Only one portion of the data is to be written out: from the line bearing "Phrase: blurred garlic bulb" through the line bearing "Phrase: black peppercorn". Write it exactly as it appears.

(Natural-language object grounding data)
**********

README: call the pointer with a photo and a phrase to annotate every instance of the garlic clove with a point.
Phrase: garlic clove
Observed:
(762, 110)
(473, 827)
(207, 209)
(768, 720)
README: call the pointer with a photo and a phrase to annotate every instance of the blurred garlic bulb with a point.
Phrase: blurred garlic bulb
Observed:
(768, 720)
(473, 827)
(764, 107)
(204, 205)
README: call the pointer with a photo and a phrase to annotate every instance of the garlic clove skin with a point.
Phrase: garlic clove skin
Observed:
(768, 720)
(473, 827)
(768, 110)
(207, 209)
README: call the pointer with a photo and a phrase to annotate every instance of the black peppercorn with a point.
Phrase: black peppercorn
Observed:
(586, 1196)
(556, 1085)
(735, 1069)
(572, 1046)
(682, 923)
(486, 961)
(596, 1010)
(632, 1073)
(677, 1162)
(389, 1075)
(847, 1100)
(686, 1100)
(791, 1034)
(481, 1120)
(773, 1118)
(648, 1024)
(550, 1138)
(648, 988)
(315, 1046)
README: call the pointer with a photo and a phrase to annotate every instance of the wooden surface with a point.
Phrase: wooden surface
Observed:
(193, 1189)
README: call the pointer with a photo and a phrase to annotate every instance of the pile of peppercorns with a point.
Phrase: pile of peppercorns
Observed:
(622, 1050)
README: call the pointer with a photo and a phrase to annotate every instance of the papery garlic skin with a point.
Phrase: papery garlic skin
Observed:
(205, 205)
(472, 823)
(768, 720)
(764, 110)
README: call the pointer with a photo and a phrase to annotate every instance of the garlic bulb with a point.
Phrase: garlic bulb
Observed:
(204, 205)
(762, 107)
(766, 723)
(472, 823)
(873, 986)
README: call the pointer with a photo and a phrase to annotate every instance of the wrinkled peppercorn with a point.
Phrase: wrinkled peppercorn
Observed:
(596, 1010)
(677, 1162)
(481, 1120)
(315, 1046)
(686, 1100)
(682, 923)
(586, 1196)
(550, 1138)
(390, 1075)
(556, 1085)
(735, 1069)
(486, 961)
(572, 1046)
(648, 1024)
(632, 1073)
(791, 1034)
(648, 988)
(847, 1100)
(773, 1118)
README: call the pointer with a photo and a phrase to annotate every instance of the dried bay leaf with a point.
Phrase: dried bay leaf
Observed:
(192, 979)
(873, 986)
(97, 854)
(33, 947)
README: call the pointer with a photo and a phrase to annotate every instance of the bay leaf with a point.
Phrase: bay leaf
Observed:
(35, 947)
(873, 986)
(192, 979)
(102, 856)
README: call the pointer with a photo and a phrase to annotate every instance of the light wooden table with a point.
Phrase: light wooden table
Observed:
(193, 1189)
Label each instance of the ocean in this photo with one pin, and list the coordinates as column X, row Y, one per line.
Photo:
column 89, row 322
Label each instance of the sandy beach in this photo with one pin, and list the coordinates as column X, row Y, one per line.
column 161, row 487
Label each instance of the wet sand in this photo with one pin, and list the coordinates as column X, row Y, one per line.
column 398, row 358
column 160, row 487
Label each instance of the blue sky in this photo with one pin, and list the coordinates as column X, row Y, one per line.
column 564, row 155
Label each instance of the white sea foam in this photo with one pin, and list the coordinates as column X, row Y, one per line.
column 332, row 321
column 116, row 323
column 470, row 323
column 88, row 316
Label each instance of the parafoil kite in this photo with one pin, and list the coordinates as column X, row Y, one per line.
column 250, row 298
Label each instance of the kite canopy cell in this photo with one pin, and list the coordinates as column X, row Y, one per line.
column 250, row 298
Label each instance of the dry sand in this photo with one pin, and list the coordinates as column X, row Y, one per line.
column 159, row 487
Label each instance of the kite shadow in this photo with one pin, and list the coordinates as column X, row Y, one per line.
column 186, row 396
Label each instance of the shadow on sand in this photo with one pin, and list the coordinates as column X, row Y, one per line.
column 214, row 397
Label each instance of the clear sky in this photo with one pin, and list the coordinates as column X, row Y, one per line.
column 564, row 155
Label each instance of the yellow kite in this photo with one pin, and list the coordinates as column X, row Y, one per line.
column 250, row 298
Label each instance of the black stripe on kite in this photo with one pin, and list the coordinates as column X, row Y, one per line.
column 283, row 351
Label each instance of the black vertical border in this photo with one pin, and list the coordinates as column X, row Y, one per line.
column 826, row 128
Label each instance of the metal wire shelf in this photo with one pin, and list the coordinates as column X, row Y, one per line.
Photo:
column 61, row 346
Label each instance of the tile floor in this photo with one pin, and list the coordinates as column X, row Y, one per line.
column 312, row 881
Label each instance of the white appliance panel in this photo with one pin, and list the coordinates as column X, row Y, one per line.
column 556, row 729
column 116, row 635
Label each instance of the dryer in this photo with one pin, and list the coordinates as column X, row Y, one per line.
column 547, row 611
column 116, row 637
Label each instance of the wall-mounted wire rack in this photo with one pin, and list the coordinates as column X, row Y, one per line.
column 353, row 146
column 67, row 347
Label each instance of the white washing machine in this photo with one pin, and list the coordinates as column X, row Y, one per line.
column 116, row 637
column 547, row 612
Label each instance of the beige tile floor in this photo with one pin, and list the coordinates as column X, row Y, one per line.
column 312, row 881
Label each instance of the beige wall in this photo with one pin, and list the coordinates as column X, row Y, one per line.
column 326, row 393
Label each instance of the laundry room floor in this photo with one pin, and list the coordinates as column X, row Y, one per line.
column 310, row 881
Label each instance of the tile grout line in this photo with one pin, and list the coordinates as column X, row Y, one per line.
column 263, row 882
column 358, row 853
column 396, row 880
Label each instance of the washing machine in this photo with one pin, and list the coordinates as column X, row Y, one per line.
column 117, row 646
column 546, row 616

**********

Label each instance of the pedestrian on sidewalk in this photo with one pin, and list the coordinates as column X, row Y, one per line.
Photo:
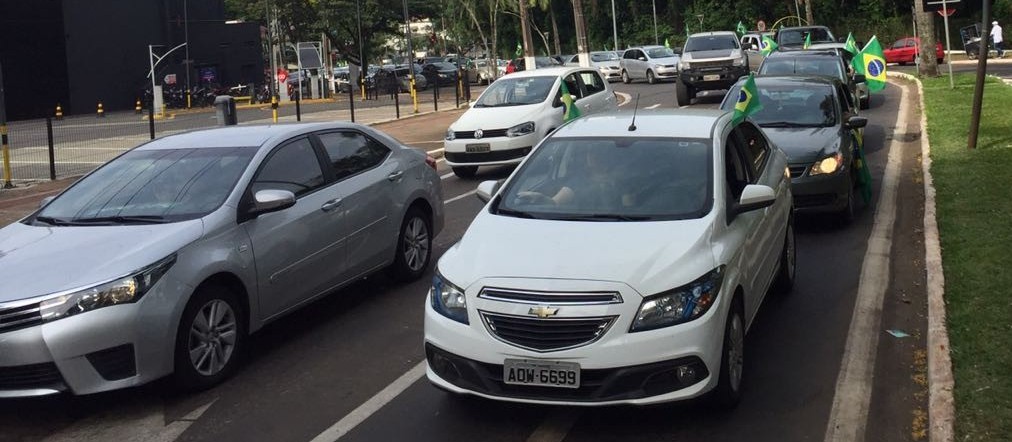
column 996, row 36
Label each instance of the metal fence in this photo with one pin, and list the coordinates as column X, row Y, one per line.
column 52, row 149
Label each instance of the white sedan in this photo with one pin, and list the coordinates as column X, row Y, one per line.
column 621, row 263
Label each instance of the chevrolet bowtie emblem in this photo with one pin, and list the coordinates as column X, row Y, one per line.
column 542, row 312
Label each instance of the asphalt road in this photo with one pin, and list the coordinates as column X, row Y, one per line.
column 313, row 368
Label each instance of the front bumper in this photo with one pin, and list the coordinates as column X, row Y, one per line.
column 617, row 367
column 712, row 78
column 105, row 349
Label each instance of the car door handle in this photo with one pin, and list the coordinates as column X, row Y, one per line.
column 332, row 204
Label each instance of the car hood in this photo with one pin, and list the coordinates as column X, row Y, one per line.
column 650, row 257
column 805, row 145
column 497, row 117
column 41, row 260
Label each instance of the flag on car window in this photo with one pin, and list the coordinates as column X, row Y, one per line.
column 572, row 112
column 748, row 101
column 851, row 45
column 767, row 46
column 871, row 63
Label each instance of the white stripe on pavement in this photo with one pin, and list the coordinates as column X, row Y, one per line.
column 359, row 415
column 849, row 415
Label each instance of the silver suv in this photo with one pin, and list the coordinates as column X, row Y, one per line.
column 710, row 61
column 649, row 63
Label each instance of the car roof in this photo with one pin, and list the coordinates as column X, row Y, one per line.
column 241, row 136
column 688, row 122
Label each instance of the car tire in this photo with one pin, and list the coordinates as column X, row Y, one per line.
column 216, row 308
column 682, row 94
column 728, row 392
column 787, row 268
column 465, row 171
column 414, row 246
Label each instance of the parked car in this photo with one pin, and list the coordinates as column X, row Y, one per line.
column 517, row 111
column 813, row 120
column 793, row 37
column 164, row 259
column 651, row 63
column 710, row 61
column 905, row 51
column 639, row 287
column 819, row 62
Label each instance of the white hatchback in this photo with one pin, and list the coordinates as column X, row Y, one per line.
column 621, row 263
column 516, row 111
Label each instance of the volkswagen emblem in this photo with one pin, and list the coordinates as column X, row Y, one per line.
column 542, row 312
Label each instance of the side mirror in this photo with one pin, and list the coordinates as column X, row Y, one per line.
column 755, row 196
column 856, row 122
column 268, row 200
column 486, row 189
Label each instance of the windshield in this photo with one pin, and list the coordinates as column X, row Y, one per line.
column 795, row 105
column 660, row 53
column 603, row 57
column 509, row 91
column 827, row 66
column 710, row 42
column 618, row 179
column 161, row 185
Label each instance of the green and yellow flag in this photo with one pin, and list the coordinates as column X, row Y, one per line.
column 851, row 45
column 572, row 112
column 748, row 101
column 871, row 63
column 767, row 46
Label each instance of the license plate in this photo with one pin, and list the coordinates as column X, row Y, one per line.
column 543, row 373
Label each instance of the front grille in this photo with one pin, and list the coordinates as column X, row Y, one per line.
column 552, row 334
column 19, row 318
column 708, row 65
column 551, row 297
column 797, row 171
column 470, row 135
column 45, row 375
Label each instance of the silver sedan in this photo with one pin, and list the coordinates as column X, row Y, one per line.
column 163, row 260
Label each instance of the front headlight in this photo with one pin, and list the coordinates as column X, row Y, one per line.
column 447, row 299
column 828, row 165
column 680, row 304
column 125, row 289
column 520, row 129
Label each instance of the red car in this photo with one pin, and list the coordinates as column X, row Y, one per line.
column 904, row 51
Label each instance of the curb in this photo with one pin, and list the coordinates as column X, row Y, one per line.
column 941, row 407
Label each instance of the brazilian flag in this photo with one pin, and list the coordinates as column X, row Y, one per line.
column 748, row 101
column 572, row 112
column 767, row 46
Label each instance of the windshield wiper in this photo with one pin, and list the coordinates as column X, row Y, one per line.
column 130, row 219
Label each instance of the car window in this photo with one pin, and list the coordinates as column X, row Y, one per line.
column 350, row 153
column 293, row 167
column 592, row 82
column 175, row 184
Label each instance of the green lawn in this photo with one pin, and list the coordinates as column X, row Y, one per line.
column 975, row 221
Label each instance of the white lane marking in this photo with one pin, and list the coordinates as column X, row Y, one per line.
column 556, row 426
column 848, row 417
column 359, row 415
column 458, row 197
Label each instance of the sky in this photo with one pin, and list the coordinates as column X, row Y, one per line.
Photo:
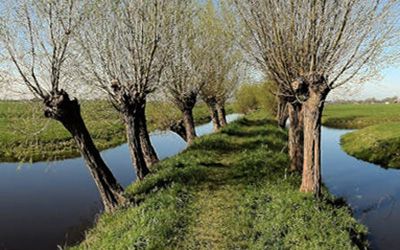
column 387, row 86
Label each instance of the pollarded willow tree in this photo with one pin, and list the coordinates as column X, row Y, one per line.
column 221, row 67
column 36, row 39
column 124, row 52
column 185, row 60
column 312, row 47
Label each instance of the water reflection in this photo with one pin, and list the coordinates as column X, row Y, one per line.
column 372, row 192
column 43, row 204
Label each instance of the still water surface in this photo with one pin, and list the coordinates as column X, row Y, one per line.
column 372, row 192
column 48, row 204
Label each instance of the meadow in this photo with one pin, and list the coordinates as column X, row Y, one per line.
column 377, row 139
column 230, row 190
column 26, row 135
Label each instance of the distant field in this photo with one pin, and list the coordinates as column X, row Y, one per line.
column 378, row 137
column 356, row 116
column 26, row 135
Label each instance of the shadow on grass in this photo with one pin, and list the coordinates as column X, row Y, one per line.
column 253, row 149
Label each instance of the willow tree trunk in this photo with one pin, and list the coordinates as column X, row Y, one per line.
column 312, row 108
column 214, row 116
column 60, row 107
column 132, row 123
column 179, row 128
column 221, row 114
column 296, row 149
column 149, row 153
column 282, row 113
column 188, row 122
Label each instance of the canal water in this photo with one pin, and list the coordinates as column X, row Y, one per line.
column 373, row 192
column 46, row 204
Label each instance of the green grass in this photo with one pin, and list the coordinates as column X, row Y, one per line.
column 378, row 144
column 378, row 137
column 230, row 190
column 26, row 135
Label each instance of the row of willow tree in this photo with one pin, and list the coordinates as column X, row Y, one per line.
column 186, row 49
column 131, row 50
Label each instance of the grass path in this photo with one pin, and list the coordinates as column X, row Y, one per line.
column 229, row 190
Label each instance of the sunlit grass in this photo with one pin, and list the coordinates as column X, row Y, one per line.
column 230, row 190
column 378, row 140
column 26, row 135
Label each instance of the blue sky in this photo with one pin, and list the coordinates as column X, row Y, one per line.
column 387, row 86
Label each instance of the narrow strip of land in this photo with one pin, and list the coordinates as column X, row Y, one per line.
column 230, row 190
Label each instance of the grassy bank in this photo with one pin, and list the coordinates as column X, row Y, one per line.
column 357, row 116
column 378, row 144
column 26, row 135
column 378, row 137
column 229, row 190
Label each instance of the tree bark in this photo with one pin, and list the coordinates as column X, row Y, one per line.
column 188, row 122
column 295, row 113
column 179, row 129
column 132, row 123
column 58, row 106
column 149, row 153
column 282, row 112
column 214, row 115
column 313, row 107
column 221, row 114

**********

ANSWER SPACE =>
Phrase: blurred garlic bulb
Observed:
(768, 720)
(473, 827)
(764, 107)
(204, 205)
README: call the pointer with a photo and a phrase to annotate every instance of the garlic clove skin with a point.
Phrase: garlic clove skin
Observed:
(768, 720)
(473, 827)
(768, 110)
(207, 209)
README: call the pointer with a photo and a phrase to annotate every instance of the black peppercorn with a point.
Phrase: black peppercorn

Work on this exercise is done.